>> BEGIN Provided text

And I would say to them, “Why are you searching for peace? Why are you searching for peace when peace is inside of you?” Search not for peace, but search for the way to be able to get in touch with what is already inside of you.
And so the question becomes, “Well, you already have peace, right?” Do you? Or don’t you?
Because nothing is missing. There is nothing missing from the equation. You have in you—this is the way you are made—all that you need you have, and you have been made to take advantage of it.
Maybe you don’t have a temple for it. Maybe you don’t have a song for it. Maybe you don’t have a garland for it. Maybe you don’t have a light for it. Maybe you don’t have a location for it. But it is here, in you.
And if you are unaware, then you’re unaware of something fundamental. And this is ignorance. What is ignorance? It’s a play of words in English, but “ignorance”—where does ignorance come from?

>> END Provided text
>> BEGIN Record list

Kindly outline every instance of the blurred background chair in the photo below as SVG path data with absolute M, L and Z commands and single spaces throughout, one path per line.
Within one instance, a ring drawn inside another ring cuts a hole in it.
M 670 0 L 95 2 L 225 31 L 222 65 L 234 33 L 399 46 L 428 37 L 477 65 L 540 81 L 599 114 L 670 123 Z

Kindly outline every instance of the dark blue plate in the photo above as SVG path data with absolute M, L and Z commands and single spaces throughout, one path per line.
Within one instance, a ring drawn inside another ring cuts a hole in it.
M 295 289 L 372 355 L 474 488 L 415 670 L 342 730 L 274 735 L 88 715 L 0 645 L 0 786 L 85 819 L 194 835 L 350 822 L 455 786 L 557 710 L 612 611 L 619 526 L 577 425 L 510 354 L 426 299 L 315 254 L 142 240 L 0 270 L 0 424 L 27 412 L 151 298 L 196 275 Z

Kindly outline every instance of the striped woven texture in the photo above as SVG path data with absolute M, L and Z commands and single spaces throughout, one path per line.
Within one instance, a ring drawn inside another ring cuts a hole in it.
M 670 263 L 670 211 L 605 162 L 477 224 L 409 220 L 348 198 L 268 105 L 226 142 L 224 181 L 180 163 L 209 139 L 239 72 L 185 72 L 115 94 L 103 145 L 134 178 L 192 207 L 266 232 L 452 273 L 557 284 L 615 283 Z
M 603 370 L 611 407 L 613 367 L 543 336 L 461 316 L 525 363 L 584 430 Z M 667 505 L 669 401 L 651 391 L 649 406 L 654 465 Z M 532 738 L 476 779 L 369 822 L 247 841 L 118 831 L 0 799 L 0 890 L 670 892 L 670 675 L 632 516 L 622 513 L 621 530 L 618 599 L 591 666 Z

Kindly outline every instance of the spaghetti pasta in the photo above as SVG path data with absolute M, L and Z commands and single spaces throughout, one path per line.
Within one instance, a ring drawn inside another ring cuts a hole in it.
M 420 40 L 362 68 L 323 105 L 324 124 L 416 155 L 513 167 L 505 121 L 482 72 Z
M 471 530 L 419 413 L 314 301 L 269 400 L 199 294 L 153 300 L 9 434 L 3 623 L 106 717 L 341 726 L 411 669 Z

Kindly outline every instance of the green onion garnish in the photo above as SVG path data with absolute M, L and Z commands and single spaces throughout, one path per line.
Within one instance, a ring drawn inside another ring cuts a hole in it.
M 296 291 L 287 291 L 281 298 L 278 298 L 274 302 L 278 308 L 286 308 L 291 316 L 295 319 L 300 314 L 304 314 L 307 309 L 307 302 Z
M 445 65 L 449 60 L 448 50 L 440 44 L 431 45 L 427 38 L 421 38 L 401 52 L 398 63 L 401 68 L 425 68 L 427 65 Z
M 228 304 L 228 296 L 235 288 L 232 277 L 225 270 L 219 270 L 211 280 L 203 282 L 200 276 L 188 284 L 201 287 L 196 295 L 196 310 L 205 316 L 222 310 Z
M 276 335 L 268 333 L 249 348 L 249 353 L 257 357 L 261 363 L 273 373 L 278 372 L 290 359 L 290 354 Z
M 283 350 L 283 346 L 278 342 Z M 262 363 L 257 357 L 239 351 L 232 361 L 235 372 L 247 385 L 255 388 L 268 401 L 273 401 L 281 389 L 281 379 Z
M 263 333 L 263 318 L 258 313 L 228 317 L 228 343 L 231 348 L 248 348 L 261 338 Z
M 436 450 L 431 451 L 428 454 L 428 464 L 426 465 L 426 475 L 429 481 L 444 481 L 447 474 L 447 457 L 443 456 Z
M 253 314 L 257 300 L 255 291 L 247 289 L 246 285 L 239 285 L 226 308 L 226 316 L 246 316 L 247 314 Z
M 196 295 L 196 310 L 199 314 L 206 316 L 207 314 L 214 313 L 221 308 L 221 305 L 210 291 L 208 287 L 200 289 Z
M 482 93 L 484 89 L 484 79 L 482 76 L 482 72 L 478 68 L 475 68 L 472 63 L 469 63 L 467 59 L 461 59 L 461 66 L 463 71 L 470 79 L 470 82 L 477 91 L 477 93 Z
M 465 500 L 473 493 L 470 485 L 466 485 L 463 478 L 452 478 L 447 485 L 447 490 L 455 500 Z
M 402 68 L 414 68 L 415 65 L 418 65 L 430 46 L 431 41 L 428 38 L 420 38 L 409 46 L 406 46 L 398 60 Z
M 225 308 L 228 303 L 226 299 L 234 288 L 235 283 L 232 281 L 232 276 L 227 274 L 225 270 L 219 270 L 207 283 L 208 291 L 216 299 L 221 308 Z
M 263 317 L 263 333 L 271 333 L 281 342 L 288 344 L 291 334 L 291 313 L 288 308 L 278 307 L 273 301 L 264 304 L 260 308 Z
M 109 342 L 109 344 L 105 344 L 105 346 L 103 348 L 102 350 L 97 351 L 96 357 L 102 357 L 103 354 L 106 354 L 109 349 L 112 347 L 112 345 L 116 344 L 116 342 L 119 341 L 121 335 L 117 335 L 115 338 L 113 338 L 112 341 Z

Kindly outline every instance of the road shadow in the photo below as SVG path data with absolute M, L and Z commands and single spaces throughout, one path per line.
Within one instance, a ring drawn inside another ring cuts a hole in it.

>> END Record list

▶ **What to work on**:
A - Transcribe the part of the text on inner peace between "Because nothing is" and "here, in you.", inclusive.
B - In the text on inner peace, what name is given to being unaware of something fundamental?

▶ **The solutions**:
A -
Because nothing is missing. There is nothing missing from the equation. You have in you—this is the way you are made—all that you need you have, and you have been made to take advantage of it.
Maybe you don’t have a temple for it. Maybe you don’t have a song for it. Maybe you don’t have a garland for it. Maybe you don’t have a light for it. Maybe you don’t have a location for it. But it is here, in you.

B - Ignorance.